▶ _STATED PROBLEM_
Write the listing out again, all of it, word for word.

▶ _PROVIDED INFORMATION_
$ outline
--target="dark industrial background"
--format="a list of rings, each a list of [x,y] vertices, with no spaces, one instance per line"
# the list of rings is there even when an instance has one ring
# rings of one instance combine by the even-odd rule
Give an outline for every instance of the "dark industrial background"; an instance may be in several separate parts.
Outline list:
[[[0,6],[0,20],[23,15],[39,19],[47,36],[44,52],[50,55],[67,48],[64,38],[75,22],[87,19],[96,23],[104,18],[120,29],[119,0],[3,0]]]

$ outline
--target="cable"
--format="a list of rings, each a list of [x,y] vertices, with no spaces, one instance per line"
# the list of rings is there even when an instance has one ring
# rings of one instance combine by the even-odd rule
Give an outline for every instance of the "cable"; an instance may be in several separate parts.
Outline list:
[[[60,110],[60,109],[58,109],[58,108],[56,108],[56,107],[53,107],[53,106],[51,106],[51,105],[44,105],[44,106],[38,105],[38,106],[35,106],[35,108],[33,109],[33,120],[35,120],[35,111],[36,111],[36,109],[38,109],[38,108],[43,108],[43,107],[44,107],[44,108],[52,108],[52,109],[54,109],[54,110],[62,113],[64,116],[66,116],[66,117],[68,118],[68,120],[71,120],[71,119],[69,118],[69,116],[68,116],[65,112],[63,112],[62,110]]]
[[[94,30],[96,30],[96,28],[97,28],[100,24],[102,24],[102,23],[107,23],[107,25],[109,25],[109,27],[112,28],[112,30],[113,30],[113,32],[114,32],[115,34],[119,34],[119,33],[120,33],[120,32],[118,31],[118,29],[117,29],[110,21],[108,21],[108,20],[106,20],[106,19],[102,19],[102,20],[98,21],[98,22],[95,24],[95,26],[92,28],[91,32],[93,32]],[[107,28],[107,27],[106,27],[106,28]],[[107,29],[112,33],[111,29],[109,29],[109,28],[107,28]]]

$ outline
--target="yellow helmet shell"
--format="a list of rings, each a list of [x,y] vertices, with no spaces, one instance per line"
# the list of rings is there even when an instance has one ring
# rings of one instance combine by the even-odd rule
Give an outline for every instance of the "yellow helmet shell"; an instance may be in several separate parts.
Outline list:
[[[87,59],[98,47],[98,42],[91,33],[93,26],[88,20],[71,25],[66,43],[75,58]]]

▶ _SOLUTION BELOW_
$ outline
--target="dark industrial background"
--format="a list of rings, each a list of [x,y] vertices, with no spaces, one instance per line"
# the list of rings is there even when an instance has one ring
# rings of one instance combine by the even-odd rule
Give an outline for every instance of the "dark industrial background"; an instance may be in several separate parts.
Outline list:
[[[0,6],[0,20],[23,15],[39,19],[47,36],[44,52],[50,55],[67,48],[64,38],[75,22],[87,19],[96,23],[104,18],[120,29],[119,0],[3,0]]]

$ outline
--target="cable"
--format="a list of rings, each a list of [x,y] vertices, with no spaces, one instance per line"
# the list of rings is there even when an instance has one ring
# rings of one instance combine by the even-odd rule
Give an outline for every instance of the "cable"; an instance may be in several separate parts.
Outline list:
[[[60,110],[60,109],[58,109],[58,108],[56,108],[56,107],[53,107],[53,106],[51,106],[51,105],[44,105],[44,106],[38,105],[38,106],[35,106],[35,108],[33,109],[33,120],[35,120],[35,111],[36,111],[36,109],[38,109],[38,108],[43,108],[43,107],[44,107],[44,108],[52,108],[52,109],[54,109],[54,110],[62,113],[64,116],[66,116],[66,117],[68,118],[68,120],[71,120],[71,119],[69,118],[69,116],[68,116],[65,112],[63,112],[62,110]]]
[[[94,30],[96,30],[96,28],[97,28],[100,24],[102,24],[102,23],[107,23],[107,25],[109,25],[109,27],[112,28],[112,30],[113,30],[113,32],[114,32],[115,34],[119,34],[119,33],[120,33],[120,32],[118,31],[118,29],[117,29],[110,21],[108,21],[108,20],[106,20],[106,19],[102,19],[102,20],[98,21],[98,22],[95,24],[95,26],[92,28],[91,32],[93,32]],[[107,28],[107,27],[106,27],[106,28]],[[107,29],[112,33],[111,29],[109,29],[109,28],[107,28]]]

$ outline
--target="yellow helmet shell"
--format="a list of rings, each a list of [x,y] vertices, with no spaces, one instance per line"
# the list of rings is there even when an instance has one ring
# rings of one instance combine by the even-odd rule
Give an outline for every instance of the "yellow helmet shell"; an instance may be in several separate parts.
Outline list:
[[[87,59],[98,47],[98,42],[91,33],[93,26],[88,20],[71,25],[66,43],[75,58]]]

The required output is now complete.